--- Begin Information given ---

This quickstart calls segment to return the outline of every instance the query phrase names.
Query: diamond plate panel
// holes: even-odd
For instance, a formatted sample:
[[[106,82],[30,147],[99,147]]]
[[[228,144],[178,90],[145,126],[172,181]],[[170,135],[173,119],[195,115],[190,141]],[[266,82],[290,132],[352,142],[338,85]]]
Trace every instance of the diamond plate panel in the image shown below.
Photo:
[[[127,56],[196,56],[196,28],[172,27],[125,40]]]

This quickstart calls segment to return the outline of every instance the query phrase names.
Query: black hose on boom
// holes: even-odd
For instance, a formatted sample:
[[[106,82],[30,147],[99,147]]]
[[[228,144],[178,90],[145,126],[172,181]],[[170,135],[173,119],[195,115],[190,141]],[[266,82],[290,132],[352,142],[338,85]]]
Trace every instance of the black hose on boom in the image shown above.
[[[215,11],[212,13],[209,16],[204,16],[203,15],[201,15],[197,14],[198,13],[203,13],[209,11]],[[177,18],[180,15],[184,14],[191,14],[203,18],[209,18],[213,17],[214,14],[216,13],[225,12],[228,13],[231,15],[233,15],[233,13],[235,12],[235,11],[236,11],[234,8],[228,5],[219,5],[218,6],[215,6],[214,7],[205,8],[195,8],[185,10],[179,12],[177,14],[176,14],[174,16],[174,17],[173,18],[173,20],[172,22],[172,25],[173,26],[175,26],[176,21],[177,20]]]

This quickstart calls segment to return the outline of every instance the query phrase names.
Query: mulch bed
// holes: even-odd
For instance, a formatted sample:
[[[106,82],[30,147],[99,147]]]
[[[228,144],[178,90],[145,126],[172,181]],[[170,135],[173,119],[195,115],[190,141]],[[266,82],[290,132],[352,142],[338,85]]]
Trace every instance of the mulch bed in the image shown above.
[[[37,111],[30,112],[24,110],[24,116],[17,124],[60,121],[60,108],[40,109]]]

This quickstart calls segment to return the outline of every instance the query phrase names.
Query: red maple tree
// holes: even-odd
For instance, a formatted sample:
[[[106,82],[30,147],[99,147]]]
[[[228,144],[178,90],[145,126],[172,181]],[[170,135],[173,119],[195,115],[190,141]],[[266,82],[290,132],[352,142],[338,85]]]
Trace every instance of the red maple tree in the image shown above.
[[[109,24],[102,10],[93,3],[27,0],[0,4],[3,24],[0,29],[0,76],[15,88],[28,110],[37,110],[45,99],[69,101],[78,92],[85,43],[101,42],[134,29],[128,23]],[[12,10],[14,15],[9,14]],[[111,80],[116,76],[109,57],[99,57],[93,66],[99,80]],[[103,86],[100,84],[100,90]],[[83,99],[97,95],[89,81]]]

--- End Information given ---

- **Your objective**
Quote the data in full, keeping each word unchanged.

- **Answer to the exercise**
This quickstart calls segment to return the outline of every instance the query phrase names.
Query: diamond plate panel
// holes: even-odd
For instance, a formatted sample:
[[[106,82],[30,147],[99,147]]]
[[[228,144],[178,90],[145,126],[172,181]],[[170,135],[173,119],[195,115],[190,141]],[[266,82],[290,132],[352,142],[338,85]]]
Trace every instance of the diamond plate panel in the image shown below.
Photo:
[[[127,56],[196,56],[196,28],[172,27],[125,40]]]

This quickstart calls segment to return the outline of every instance the query phrase names.
Query: black hose on boom
// holes: even-odd
For instance, a formatted sample:
[[[106,82],[30,147],[99,147]]]
[[[228,144],[178,90],[145,126],[172,181]],[[170,135],[173,119],[195,115],[190,141]],[[266,82],[290,132],[352,142],[338,85]]]
Trace every instance of the black hose on boom in the image shown above.
[[[215,11],[212,13],[209,16],[204,16],[203,15],[201,15],[197,14],[198,13],[203,13],[209,11]],[[177,18],[180,15],[184,14],[191,14],[203,18],[209,18],[213,17],[214,14],[216,13],[225,12],[228,13],[231,15],[233,15],[233,13],[235,12],[235,11],[236,11],[234,8],[228,5],[219,5],[218,6],[215,6],[214,7],[205,8],[195,8],[185,10],[179,12],[177,14],[176,14],[174,16],[174,17],[173,18],[173,20],[172,22],[172,25],[173,26],[175,26],[176,21],[177,20]]]

This quickstart calls segment to return the outline of every instance the query phrase names.
Query: mulch bed
// holes: even-odd
For instance, a formatted sample:
[[[106,82],[30,147],[99,147]]]
[[[228,144],[178,90],[145,126],[172,181]],[[170,135],[173,119],[195,115],[190,141]],[[266,82],[290,132],[352,142],[338,85]]]
Trace every instance of the mulch bed in the image shown above.
[[[37,111],[30,112],[24,110],[24,116],[17,124],[60,121],[60,108],[40,109]]]

This quickstart calls segment to return the outline of every instance the query phrase names.
Query: red maple tree
// holes: even-odd
For instance, a formatted sample:
[[[106,82],[30,147],[99,147]]]
[[[228,144],[178,90],[145,126],[172,181]],[[170,135],[173,119],[195,115],[190,141]],[[266,82],[290,132],[352,142],[338,85]]]
Trace every instance of the red maple tree in the image shown above.
[[[109,24],[102,10],[93,3],[27,0],[0,4],[3,24],[0,29],[0,76],[15,88],[28,110],[37,110],[45,99],[69,101],[78,92],[85,43],[101,42],[134,29],[128,23]],[[12,10],[14,15],[9,14]],[[111,80],[116,76],[109,57],[99,57],[93,66],[99,80]],[[103,86],[100,84],[100,90]],[[83,99],[97,95],[89,81]]]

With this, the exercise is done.